▶ Task goal
Everything from the line holding "Query: red sock" through the last line below must be repeated exactly, and nothing else.

▶ Exercise materials

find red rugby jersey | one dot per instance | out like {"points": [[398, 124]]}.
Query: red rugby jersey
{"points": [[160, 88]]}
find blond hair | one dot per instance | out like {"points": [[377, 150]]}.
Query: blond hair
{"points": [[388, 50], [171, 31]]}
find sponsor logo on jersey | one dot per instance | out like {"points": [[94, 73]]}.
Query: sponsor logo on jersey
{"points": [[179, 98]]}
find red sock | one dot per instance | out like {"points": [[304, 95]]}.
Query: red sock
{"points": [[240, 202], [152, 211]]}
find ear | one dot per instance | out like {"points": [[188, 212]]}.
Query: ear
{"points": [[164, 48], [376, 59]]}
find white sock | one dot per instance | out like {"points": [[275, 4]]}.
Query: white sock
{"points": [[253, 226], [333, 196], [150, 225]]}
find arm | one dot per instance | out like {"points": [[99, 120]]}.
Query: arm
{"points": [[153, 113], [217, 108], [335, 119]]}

▶ Problem solution
Query: red sock
{"points": [[240, 202], [152, 211]]}
find ear | one dot per instance | out like {"points": [[188, 212]]}.
Query: ear
{"points": [[164, 48], [376, 59]]}
find white sock | one dot per instance | out like {"points": [[275, 4]]}.
Query: white sock
{"points": [[253, 226], [333, 196], [150, 225]]}
find arm | one dot per instance | out like {"points": [[99, 120]]}.
Query: arm
{"points": [[153, 113], [217, 108], [335, 119]]}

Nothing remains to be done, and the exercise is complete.